### 日記の抜粋:
明日は好きなだけ寝ていい日なので夜ふかし読書と思うがすぐに寝るんだろうなと思いながらリョサの『ケルト人の夢』をベッドに持っていきでかい本だ。
独房の扉が開くと、あふれるような光の流れと一陣の風とともに、石造りの壁に遮られていた街の騒音が入り込み、ロジャーははっと目を覚ました。まだ混乱した頭で、まばたきしながら懸命に落ち着こうとすると、シェリフの黒い影が扉口にもたれているのが見えた。金色の口ひげをたくわえ、小さな目が悪口を言っていそうなしまりのない顔が、いつものように嫌悪の色を隠そうともせず彼を見つめている。そこにいるのは、英国政府が彼の恩赦の請願を認めようものなら、きっと苦い思いをするにちがいない人物だった。 マリオ・バルガス=リョサ『ケルト人の夢』(野谷文昭訳、岩波書店)p.3
ああ、小説が始まるなあ、と思う。小説が始まると思う瞬間はいつだっていいものだった。

3月22日(火) 

少し頭痛。目覚めてリョサをしばらく読み、また眠くなって寝て、ということを繰り返した末に起きて13時半。外に出たらみぞれが降っていてみぞれを受けてしんしんと鳴る傘の音が「静けさの音」という感じでいい。
うどん食べ、また眠くなる。布団に。持ち込んだiPadで日記の赤入れを少ししてそれからリョサ。寝、7時ごろ起きる。本当によく眠ると思う。

3月23日(水) 

6時に合わせて初台に移動して電車では『真実の瞬間』を読み始めた。スカンジナビア航空のやつ。航空と空港をいつも間違える。「航空」を読もうとしても頭の中で「くうこう」とまず読んでしまっていて、「こうくう」を単独で思ったときに思う「こうくう」は「口腔」だ。
佐藤くんとバトンタッチして新しい案内書きが届いてきれいにできた。今回からA1フォント。うれしい。夜は久しぶりで、お客さんは少しだったけれどぽつ、ぽつと来られて夜の時間が流れているというそれがうれしかった。僕は熱心に働きながら夜が更けていって時間に追われ続ける。日々時間に追われているわけだがもし時間に追いつかれたらどうなるんだろうか。

3月24日(木)

### 課題の指示:
日記の抜粋について、次の問いに答えてください。
1. 3月22日に外に出たとき、何が降っていましたか。
2. 3月23日、電車で読み始めた本の題名は何ですか。
3. 新しい案内書きには、今回から何というフォントが使われましたか。
資料はこの日記の抜粋とは関係がありません。

### 資料一覧:

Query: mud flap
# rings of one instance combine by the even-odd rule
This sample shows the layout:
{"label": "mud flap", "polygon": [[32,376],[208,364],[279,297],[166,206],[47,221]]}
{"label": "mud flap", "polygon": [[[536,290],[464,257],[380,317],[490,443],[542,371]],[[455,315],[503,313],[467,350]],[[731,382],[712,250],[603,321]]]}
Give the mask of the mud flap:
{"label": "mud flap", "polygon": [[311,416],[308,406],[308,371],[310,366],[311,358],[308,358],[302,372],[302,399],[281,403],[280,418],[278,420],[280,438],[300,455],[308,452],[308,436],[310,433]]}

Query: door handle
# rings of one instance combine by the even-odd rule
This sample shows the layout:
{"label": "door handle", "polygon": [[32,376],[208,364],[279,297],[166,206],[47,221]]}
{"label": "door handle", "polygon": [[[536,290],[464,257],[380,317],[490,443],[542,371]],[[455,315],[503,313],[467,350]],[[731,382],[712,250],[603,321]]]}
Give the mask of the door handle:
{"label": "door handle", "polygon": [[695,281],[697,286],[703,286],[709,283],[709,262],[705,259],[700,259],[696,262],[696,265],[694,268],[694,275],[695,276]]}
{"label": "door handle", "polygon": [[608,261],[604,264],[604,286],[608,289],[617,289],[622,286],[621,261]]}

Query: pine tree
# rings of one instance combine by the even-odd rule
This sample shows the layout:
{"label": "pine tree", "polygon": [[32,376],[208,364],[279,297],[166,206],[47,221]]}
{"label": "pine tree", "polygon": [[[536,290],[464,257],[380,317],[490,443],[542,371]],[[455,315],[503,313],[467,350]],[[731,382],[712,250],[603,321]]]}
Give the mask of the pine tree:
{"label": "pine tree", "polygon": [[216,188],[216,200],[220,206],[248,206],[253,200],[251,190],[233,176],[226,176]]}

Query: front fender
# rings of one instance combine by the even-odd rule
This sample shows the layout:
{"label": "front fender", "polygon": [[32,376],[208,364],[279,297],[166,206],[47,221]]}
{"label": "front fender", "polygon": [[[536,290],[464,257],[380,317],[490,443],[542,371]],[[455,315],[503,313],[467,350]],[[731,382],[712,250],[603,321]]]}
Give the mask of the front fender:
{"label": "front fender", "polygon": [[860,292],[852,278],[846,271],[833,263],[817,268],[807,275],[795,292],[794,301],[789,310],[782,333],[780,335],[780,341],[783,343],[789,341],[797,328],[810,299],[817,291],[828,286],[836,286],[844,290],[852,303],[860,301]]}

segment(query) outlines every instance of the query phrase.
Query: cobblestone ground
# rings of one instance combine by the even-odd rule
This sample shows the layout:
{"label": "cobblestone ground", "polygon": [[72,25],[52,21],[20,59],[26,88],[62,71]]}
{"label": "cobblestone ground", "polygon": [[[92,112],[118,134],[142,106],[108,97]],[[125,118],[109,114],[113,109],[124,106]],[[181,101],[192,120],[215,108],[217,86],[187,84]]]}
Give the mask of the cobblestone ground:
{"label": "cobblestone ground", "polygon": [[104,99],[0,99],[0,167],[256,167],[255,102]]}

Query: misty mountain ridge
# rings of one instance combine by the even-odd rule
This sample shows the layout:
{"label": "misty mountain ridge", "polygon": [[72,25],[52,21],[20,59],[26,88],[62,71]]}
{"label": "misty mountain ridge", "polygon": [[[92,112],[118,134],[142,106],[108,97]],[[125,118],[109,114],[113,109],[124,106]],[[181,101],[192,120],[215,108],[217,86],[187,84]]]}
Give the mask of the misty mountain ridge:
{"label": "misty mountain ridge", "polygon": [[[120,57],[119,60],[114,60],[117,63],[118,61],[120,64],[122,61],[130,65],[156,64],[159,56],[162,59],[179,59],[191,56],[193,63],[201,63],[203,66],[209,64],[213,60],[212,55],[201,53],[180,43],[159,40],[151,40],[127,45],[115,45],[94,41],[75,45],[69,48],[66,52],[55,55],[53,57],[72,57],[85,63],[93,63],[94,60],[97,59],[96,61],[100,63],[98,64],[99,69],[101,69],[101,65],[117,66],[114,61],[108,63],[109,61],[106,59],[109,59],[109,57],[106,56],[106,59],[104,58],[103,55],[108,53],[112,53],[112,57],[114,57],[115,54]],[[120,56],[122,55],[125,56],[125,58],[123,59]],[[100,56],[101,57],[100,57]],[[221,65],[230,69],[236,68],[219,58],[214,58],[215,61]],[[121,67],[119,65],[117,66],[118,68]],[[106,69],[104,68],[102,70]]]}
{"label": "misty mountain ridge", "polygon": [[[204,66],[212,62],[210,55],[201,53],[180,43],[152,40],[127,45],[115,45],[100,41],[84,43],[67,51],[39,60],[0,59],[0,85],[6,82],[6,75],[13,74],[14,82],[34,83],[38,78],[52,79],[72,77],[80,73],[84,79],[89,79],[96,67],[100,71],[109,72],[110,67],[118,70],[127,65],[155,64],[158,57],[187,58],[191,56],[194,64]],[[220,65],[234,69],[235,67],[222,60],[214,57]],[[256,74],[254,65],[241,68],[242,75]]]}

### 解答:
1. みぞれ
2. 『真実の瞬間』
3. A1フォント